**DIRECTION:** Rewrite the records below, replacing every "spot" with "point" and leaving everything else unchanged. Omit the pictures from your answer.

**DATA PROVIDED:**
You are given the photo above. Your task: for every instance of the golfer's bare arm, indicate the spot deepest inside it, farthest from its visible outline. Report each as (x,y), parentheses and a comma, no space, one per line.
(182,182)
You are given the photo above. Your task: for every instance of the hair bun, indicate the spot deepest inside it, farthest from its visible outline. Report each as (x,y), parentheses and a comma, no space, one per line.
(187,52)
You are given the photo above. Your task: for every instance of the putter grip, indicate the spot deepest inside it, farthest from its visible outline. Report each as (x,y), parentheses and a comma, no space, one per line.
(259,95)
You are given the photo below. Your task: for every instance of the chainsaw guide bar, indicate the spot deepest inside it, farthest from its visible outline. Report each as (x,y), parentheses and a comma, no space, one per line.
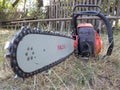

**COMPLETE RESPONSE:**
You are given the photo above. Your task: for every instance of the golfer's bare arm, indicate the point deepest inside it, farthest from its visible outline. Report each as (x,y), parentheses and a comma, no space, one per line.
(182,182)
You are given the photo above. Your task: for every instance of the hair bun, indicate the point deepest inside it, farthest from its visible outline. Report each as (x,y), parentheses and a comma, no space, one per line.
(187,52)
You are given the photo above. Your task: for every instance of the putter grip, indicate the point deepest inside it, farthest from its visible outline. Report each as (x,y), parentheses and a comma, no space, one per line.
(259,95)
You are given the photo below. Your task: for every instance of the chainsaw guide bar, indicate the point deepest inside it, farthest from its visible outline. Report each as (x,y), parentheses and a comma, no space, one per line.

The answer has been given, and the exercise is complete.